What is required: Render the records below as a two-column CSV with the header input,output. Give one row per record, with its text under input and its answer under output. Put each value in a single double-quoted field and replace line breaks with spaces.

The records:
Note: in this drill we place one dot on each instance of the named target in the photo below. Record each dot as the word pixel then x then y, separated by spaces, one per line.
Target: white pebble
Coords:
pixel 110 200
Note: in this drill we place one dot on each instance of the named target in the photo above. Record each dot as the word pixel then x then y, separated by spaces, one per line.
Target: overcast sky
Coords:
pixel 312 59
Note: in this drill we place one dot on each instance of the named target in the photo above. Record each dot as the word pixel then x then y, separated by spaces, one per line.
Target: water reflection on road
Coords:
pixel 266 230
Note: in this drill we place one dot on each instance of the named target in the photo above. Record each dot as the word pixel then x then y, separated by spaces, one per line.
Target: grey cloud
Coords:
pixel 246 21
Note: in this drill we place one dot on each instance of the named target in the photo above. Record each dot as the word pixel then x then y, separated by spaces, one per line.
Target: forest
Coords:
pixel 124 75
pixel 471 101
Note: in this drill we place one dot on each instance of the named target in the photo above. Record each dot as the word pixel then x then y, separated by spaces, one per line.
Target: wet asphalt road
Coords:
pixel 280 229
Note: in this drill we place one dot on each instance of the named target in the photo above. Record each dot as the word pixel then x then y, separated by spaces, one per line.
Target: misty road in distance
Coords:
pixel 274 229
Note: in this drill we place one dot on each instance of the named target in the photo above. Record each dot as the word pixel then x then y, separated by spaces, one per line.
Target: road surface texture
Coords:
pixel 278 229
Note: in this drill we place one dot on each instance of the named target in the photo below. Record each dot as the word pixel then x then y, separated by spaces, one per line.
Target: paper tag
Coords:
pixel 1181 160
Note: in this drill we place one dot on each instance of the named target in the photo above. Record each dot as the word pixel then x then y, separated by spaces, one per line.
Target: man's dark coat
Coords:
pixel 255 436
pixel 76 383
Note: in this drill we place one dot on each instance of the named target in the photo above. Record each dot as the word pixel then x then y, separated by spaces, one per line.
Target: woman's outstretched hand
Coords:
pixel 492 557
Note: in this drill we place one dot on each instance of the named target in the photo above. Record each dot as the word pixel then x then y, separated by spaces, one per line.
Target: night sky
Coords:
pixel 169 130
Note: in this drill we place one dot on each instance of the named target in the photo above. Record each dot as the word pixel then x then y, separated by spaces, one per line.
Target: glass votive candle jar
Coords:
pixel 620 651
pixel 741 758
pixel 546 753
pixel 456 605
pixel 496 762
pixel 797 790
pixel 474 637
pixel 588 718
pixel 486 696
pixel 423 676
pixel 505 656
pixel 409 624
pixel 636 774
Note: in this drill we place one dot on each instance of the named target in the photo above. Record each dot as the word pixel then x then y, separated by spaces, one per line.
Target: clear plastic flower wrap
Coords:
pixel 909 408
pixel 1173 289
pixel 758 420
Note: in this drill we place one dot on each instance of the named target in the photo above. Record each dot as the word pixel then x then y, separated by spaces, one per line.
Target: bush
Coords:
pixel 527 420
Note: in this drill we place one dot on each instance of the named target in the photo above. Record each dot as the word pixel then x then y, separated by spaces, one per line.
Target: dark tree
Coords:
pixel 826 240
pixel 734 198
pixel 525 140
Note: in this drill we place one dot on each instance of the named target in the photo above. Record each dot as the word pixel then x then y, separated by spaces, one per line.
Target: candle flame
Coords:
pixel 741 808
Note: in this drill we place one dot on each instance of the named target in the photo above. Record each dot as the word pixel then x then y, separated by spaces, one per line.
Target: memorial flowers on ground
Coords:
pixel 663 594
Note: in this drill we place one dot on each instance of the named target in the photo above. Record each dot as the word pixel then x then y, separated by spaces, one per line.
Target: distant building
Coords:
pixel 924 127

Task answer:
input,output
"Note: in this drill we place one dot on each instance of the named target in the photo below. Record each dot as the word pixel then x then y, separated by spaces, one per line. Target: white pebble Coords:","pixel 110 200"
"Note: in this drill we place one dot on each instance of the named target in the photo above. Record each dot as the word pixel then x then y, separated by spaces, one per line. Target: overcast sky Coords:","pixel 312 59"
"Note: in this drill we place one dot on each instance of the named target in the photo above. Record each dot as the word pixel then x then y, separated by spaces, one per line. Target: water reflection on road Coords:","pixel 266 230"
"Note: in this drill we place one dot on each instance of the named target in the photo above. Record each dot as the word pixel then x then y, separated by spaces, one per line. Target: grey cloud Coords:","pixel 246 21"
"Note: in this drill we place one dot on each instance of the named target in the photo above. Record each dot as the word pixel then x then y, separated by spaces, one per line. Target: forest Coords:","pixel 124 75 pixel 471 101"
"Note: in this drill we place one dot on each instance of the named target in the photo above. Record each dot as the word pixel then x then y, separated by spaces, one per line. Target: wet asphalt road Coords:","pixel 280 229"
"Note: in this drill we place one dot on each instance of the named target in the photo above. Record each dot as the word pixel then x then y, separated by spaces, one per line. Target: misty road in distance Coords:","pixel 274 229"
"Note: in this drill we place one dot on each instance of the named target in the photo above. Record each dot as the word pixel then x then y, separated by spaces, one per line. Target: road surface texture Coords:","pixel 278 229"
"Note: in this drill we place one dot on each instance of the named target in the photo below. Record each dot as the word pixel then x then y, separated by spaces, one per line. Target: paper tag Coords:","pixel 1181 160"
"Note: in this drill we place one dot on each instance of the named target in the photo above. Record each dot as the word pixel then x then y, separated by spaces, one per line. Target: man's dark coat Coords:","pixel 255 436 pixel 76 383"
"Note: in this drill we place one dot on each instance of the named target in the photo above. Record each dot as the word pixel then x then y, separated by spaces, one per line. Target: woman's outstretched hand Coords:","pixel 492 557"
"Note: in this drill we place one dot on each instance of the named target in the photo above. Record each dot as the word pixel then x then y, separated by spaces, one per line. Target: night sky Coords:","pixel 169 130"
"Note: in this drill we place one dot on each instance of the named target in the photo above. Record each dot as the word pixel then x then y, separated by spaces, one per line. Target: glass votive candle jar Coords:","pixel 620 651 pixel 741 758 pixel 546 753 pixel 456 605 pixel 496 762 pixel 797 790 pixel 474 637 pixel 588 718 pixel 486 696 pixel 423 676 pixel 505 656 pixel 409 624 pixel 636 774"
"Note: in this drill we place one dot on each instance of the named target in the photo above. Record each dot as the word pixel then x then y, separated by spaces, one per line. Target: clear plastic flower wrap Coords:","pixel 909 408 pixel 1173 289 pixel 758 420"
"Note: in this drill we place one dot on each instance of the named target in the photo above. Record each dot as the word pixel then x then y, separated by spaces, one per line. Target: bush Coords:","pixel 527 420"
"Note: in this drill we place one dot on each instance of the named target in the photo above. Record each dot as the word pixel then x then y, separated by spaces, one per line. Target: dark tree Coords:","pixel 826 240 pixel 734 198 pixel 525 140"
"Note: in this drill we place one dot on each instance of the named target in the photo above. Record each dot as the word pixel then x then y, separated by spaces, one per line. Target: candle flame Coords:","pixel 741 808"
"Note: in this drill we place one dot on each instance of the named target in the photo above. Record each dot as the word pixel then x then y, separated by spaces, one per line. Target: memorial flowers on ground Coords:","pixel 663 594"
"Note: in this drill we place one dot on each instance of the named target in the photo above. Record each dot as the word pixel then x then y, separated by spaces, one per line. Target: distant building Coords:","pixel 924 127"